- Exercise brief
Begin with the line that has "Which pixel sits on the house window?". Give it and every line after it again, exactly, through the end of the entries below.

○ ○ ○ ○ ○ ○ ○

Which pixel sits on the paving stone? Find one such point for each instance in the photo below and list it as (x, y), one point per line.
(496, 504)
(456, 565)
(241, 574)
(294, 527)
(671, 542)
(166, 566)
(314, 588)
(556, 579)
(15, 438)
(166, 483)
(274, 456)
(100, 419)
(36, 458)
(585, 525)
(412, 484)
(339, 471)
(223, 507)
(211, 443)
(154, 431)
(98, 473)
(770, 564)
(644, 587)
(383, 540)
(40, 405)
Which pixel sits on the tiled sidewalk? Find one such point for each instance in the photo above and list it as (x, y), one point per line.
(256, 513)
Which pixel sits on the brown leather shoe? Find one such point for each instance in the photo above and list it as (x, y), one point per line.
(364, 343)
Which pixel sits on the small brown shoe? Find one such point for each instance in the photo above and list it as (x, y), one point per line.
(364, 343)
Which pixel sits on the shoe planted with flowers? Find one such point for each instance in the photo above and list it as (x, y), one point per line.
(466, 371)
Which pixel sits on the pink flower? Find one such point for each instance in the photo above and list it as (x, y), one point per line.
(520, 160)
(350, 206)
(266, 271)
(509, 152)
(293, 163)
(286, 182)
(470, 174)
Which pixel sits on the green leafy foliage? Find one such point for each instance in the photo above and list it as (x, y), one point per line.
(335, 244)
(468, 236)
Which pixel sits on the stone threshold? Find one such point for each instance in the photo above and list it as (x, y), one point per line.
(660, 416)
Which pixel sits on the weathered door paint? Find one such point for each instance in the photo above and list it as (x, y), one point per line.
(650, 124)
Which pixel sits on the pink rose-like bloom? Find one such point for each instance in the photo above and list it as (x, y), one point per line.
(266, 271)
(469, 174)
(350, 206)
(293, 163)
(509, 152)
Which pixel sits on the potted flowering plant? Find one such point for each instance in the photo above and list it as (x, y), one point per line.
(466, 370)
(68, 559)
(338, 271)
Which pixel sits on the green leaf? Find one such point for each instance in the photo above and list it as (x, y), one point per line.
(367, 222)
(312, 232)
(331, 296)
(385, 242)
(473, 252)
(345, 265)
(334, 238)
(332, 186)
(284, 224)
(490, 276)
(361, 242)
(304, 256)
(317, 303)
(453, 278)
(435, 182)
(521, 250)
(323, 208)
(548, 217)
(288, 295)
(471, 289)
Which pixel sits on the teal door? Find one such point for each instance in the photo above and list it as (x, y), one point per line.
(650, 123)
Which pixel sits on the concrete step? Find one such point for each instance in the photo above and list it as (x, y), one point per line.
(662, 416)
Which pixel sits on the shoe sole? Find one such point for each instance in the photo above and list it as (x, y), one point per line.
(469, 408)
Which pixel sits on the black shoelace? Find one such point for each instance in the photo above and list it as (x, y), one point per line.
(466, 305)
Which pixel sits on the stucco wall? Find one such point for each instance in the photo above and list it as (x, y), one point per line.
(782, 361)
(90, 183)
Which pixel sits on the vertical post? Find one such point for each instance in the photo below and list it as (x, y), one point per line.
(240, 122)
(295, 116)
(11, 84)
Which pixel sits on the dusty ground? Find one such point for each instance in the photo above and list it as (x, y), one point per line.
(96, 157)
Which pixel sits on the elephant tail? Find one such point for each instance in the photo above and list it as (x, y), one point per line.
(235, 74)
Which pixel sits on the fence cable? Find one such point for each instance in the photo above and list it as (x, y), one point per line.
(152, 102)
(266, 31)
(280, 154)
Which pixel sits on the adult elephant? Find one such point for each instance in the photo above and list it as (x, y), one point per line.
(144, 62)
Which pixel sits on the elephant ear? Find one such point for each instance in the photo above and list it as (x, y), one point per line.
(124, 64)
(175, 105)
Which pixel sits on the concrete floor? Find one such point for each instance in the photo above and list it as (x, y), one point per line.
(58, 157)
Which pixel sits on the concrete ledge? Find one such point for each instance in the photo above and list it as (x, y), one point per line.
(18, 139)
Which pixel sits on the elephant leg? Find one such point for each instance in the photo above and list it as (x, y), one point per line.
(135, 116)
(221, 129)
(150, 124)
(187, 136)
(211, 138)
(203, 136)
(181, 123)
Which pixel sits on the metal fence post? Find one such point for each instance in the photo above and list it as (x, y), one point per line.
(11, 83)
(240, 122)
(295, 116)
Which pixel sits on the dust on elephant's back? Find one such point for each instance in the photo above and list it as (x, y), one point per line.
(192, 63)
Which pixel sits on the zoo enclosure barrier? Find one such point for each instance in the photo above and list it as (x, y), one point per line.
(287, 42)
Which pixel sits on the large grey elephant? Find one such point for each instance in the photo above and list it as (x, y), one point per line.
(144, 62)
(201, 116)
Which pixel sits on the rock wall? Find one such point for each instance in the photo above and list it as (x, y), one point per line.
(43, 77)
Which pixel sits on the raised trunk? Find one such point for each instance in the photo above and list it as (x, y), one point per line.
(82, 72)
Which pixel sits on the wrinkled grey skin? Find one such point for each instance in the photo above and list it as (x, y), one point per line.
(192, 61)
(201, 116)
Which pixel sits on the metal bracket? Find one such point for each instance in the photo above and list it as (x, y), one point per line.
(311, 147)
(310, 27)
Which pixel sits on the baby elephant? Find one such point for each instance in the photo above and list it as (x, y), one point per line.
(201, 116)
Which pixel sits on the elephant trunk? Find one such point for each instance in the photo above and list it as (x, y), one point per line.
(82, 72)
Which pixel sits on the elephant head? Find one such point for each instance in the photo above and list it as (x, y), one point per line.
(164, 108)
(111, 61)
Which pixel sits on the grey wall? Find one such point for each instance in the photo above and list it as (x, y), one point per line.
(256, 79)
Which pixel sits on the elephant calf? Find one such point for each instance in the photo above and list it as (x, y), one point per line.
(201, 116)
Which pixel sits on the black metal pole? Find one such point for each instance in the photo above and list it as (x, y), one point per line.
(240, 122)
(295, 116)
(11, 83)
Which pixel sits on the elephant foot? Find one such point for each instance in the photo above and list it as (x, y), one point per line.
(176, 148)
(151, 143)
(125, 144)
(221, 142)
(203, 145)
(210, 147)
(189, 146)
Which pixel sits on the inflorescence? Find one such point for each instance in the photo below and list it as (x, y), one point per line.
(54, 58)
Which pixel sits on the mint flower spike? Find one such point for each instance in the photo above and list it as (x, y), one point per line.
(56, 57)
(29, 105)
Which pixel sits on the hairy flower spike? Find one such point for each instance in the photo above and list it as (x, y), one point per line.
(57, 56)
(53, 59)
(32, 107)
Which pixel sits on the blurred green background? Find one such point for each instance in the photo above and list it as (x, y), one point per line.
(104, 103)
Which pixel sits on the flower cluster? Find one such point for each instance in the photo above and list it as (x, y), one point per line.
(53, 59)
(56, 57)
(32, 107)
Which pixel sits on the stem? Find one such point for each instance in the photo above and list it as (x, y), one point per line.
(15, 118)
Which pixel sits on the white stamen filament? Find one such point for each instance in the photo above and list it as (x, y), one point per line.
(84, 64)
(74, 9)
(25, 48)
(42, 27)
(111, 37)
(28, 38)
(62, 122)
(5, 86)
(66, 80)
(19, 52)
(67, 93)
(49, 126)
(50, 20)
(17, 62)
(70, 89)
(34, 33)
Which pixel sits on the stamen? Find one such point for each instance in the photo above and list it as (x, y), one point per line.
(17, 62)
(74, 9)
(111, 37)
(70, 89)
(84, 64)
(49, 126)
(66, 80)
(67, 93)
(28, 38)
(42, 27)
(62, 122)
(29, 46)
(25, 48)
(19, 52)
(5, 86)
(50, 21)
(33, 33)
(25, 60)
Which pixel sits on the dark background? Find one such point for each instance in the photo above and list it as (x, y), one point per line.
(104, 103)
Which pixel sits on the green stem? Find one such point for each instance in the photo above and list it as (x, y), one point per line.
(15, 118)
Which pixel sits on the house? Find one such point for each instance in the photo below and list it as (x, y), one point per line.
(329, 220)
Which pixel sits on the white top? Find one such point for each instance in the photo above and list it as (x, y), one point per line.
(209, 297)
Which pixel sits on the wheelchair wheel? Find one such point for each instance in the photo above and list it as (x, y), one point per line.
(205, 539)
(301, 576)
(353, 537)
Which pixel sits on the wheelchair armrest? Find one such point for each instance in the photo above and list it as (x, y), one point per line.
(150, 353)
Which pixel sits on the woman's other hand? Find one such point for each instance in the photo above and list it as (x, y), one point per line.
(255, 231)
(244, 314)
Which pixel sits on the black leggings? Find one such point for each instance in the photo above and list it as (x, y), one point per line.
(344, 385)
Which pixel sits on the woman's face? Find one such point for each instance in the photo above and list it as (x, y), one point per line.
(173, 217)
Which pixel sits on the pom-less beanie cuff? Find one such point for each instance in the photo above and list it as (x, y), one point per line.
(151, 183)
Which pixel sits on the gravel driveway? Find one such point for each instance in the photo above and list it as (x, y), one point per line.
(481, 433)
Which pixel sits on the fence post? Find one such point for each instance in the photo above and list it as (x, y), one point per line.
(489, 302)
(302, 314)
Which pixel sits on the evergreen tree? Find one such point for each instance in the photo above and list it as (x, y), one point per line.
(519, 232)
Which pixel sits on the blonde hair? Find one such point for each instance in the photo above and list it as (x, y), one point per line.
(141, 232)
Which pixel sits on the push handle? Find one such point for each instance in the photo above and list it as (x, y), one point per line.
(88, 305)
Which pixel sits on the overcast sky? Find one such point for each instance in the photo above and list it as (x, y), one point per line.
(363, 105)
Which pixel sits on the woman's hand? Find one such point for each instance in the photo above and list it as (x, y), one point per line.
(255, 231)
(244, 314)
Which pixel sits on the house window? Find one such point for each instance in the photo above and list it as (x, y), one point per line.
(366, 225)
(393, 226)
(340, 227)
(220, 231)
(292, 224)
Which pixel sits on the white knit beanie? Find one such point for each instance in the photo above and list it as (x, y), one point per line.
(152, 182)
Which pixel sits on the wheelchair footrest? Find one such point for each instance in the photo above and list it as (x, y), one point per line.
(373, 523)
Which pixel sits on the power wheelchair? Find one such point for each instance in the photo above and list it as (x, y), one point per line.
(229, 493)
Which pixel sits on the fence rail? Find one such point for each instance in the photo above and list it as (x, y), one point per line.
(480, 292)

○ ○ ○ ○ ○ ○ ○

- Finished task
Which pixel sits on the house window? Find one such point for each instance in the photo above and list it as (x, y), one point per line.
(366, 225)
(393, 226)
(340, 227)
(220, 231)
(292, 224)
Which pixel sits on the white knit beanie? Find one such point for each instance in the photo above and list it as (x, y), one point per line.
(152, 182)
Which pixel sits on the wheelchair footrest? Find one such point for each instance in the photo above and list it as (x, y), one point per line.
(373, 523)
Which pixel sits on the power wheelchair? Find one such point for each instance in the photo above and list it as (x, y), one point per line.
(229, 493)
Which pixel sits on the fence rail? Find one such point for each instance in the photo above and list it as (x, y), one point per line.
(480, 292)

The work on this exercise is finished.